__Выбранный фрагмент__.
Тема дома и бездомности, и тоски по дому (в непосредственно-прямом, равно как и в культурно-историческом, и в духовном смысле) занимает в книге Агурского огромное место. Каждый дом — жизненная эпоха, судьбоносный поворот. Тут и улица Веснина в запахах булыжника и сирени, и горестный Павлодар, и разнесчастная в раздорах и без лифта Полянка, и Лебяжий («жизнь возле Кремля — это нечто такое, что не может пройти бесследно в человеческой жизни»), и Даев с Надеждой Васильевной, и Арбат, и на краю ойкумены (тогда еще без метро) Беляево, обретшее в романе Михаила Агурского статус всемирного центра.

__Извлечённые записи__.
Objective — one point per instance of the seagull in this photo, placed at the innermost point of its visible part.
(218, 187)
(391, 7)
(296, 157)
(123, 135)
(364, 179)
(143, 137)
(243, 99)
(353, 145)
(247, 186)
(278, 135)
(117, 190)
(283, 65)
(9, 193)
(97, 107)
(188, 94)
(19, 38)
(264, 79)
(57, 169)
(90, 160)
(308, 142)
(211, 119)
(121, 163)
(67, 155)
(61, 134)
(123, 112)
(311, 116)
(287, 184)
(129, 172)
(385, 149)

__Формулировка задания 1__.
Объясните в одном–трёх предложениях, чем, согласно фрагменту о теме дома в книге Агурского, становится в этой книге каждый дом.
__Формулировка задания 2__.
Пожалуйста, продолжите фрагмент о теме дома в книге Агурского, начав сразу после его последнего предложения.

__Итоговый ответ 1__.
Согласно фрагменту, каждый дом в книге Агурского становится жизненной эпохой и судьбоносным поворотом. Таковы улица Веснина, Павлодар, Полянка, Лебяжий, Даев, Арбат и Беляево.

__Итоговый ответ 2__.
Он жил в Рамоте и в Текоа. Потом купил дом в Гиват-Зееве. Впервые в жизни — свой собственный дом! Земля Израиля. Своя земля — свой дом. Штахим, дорога на Рамаллу, пасущиеся овцы, араб на ослике, охряная земля (адама адума), оранжевые шары на проводах, черепицы крыш, шомеры у въезда, средний класс, курд-резник справа, марокканец-садовник слева, собачий лай (в Москве были только кошки), керамическая, в веселых завитках и цветочках табличка: «Мипшахат Агурский», марокканский петух кричит ровно в четыре тридцать, что ты орешь, дурень, торопишься, забегаешь вперед, опережаешь время, еще темно, нет, петуха тогда не было, настырная птица, кандидат в каппарот, тебя не было, когда хозяин «мишпахат Агурский» совершил свой последний разрыв (в России, в «России»), переезд в последний свой земной дом на Гиват-Шауль, поближе к яркому иерусалимскому небу — из ненаписанной, а может, и обретающейся где-то в неведомой папке второй части книги: ведь невозможно же, согласитесь, немыслимо ставить окончательную, бесповоротную и беспощадную точку на слове «разрыв»!
Как, впрочем, невозможно, немыслимо ставить окончательную, бесповоротную, беспощадную точку.
Ни на каком слове.
Нигде и никогда.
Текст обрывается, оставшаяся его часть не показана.